[Exercise aim]: Rewrite the entries below with "species-monitoring database" replaced by "wildlife survey log" and everything else left unchanged.
= = = =
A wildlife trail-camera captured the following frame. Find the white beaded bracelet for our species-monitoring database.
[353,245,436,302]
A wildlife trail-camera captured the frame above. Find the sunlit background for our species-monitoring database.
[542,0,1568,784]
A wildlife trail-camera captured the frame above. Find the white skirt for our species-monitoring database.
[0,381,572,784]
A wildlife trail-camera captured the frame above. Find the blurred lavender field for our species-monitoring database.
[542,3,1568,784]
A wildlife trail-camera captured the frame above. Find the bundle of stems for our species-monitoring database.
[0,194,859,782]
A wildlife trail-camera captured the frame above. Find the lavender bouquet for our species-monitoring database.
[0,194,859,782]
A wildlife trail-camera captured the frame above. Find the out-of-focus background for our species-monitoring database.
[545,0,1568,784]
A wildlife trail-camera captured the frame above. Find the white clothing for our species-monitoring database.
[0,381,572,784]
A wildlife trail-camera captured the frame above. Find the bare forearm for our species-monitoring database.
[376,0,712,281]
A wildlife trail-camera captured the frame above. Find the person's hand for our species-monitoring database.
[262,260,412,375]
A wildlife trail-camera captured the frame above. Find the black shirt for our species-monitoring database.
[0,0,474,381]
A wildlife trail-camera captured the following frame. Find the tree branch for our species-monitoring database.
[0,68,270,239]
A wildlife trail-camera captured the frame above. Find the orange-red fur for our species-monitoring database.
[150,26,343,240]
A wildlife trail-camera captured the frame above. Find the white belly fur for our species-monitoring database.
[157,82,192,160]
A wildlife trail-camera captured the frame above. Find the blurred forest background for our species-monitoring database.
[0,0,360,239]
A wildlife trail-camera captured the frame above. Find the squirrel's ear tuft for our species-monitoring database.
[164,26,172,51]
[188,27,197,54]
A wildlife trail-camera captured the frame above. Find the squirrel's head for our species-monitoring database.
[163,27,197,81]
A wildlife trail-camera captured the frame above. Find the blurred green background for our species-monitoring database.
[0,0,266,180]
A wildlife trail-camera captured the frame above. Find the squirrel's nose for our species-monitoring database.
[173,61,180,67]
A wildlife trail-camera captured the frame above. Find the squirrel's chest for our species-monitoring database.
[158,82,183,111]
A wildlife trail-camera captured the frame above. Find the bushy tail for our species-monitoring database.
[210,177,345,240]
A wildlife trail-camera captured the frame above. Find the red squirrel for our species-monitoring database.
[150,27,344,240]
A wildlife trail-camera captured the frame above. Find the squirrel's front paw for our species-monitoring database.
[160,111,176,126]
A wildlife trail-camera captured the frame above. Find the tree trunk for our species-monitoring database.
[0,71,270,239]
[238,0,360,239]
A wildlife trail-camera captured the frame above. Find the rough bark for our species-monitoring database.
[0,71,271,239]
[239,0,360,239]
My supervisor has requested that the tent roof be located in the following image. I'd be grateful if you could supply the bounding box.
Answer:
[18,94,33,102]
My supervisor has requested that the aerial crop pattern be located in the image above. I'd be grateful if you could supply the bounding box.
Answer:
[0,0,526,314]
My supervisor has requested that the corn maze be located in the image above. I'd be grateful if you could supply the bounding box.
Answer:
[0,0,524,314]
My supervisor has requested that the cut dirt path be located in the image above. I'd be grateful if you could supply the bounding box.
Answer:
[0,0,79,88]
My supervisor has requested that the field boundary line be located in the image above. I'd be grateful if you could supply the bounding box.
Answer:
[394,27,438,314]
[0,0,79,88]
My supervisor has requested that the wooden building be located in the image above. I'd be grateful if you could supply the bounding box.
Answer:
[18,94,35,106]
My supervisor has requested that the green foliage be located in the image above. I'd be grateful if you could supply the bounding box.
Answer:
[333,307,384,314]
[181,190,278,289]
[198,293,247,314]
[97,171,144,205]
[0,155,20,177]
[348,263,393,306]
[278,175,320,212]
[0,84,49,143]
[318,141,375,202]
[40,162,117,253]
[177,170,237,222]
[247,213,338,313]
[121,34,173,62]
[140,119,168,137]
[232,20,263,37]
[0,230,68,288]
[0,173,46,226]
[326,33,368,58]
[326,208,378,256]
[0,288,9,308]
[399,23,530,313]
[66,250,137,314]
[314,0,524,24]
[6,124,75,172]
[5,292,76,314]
= = = =
[Task output]:
A wildlife trail-camera captured the following frame. Find the white beaded bracelet for our wildlife survey log.
[353,245,436,302]
A wildlife trail-camera captured the frame above. Find the sunlit background for our wildlife survey log.
[542,0,1568,784]
A wildlife trail-camera captured the frame above. Find the white skirt for our wildlife survey log.
[0,381,572,784]
A wildlife trail-camera captured the frame above. Find the blurred lavender field for our wildlife survey log.
[542,3,1568,784]
A wildlife trail-camera captured the frame above. Find the bundle of stems for our wildlife survey log.
[0,194,859,782]
A wildlife trail-camera captured the frame above. Find the lavender bouquet for our wildlife survey log.
[0,194,859,782]
A wildlife trail-camera captured the frame above. Find the out-of-focus background for our wildlife survey log.
[545,0,1568,784]
A wildlife trail-camera captured the frame above. Find the white clothing for our wildlife survey log.
[0,381,572,784]
A wildlife trail-camera captured the frame above. Find the bare forearm for our wildlife survey log.
[376,0,712,281]
A wildlife trail-camera captured the frame above. Find the person's hand for our wildlife survey log.
[262,260,412,375]
A wildlife trail-camera captured the frame above. Find the black shirt for our wildlife survey log.
[0,0,474,381]
A wildlife trail-camera captured the following frame. Find the tree branch for our wildlife survey log.
[0,68,270,239]
A wildlife trail-camera captured the frame above. Find the orange-red fur for our wildlife survey log.
[150,26,343,240]
A wildlife trail-camera captured the frame above. Find the white belly fur for our wildlife survey log.
[157,82,192,160]
A wildlife trail-camera captured the frame above. Find the blurred forest background for our wildlife survey log.
[0,0,360,239]
A wildlife trail-camera captured the frame above. Find the squirrel's ear tuft for our wildlife survey log.
[164,26,172,51]
[188,27,197,54]
A wildlife trail-camera captured the frame above. Find the squirrel's head for our wildlife survey log.
[163,27,197,81]
A wildlife trail-camera captured the frame above. Find the blurred green background for our wildlife survey log.
[0,0,266,180]
A wildlife trail-camera captured the frame above. Find the squirrel's nose for our wildlife survey log.
[173,61,180,67]
A wildlife trail-camera captured the frame above. Find the squirrel's chest for our wildlife survey log.
[158,82,183,111]
A wildlife trail-camera captured the frame above. Find the bushy tail for our wildlife survey log.
[210,177,345,240]
A wildlife trail-camera captured the frame above. Find the red squirrel for our wildlife survey log.
[150,27,344,240]
A wildlife trail-camera captured the frame above. Find the squirrel's front paw for our wildlife survey log.
[160,111,176,126]
A wildlife trail-camera captured the frame above. Find the tree trunk for our wildlife survey log.
[0,71,270,239]
[238,0,360,239]
A wildlife trail-camera captured the frame above. Find the rough bark for our wildlife survey log.
[0,71,271,239]
[239,0,360,239]
My supervisor has requested that the tent roof be located in the following image. I'd be grateful if you could supply the bounding box.
Answer:
[18,94,33,102]
My supervisor has requested that the aerial crop pattern be located in the image above. I'd be grateful if you could supply the bounding box.
Answer:
[0,0,526,314]
My supervisor has requested that the corn maze be located in the image above. I'd be grateful if you could supply the bounding box.
Answer:
[0,0,524,314]
My supervisor has requested that the cut dirt path be located in the image above. I'd be grateful if you could supply the bounding box.
Answer:
[0,0,79,88]
My supervisor has requested that the field boundary line be located in the image above. I'd be grateful if you could supply the bounding box.
Answer:
[394,27,438,314]
[0,0,79,88]
My supervisor has requested that the wooden building be located in the image above. I'd be grateful if you could supply the bounding box.
Answer:
[18,94,35,106]
My supervisor has requested that the green foliage be located in the image above. I'd be grateful if you could supply the bounding box.
Answer:
[333,307,384,314]
[181,190,278,289]
[198,293,247,314]
[97,171,144,205]
[0,155,20,177]
[348,263,393,306]
[278,175,320,212]
[0,84,49,143]
[318,141,375,202]
[40,162,117,253]
[177,170,237,222]
[247,213,338,313]
[121,34,173,62]
[140,119,168,137]
[232,20,263,37]
[0,230,68,288]
[0,173,46,226]
[326,33,368,58]
[326,208,378,256]
[0,288,9,308]
[399,23,530,313]
[66,250,137,314]
[314,0,524,24]
[6,124,75,172]
[5,292,76,314]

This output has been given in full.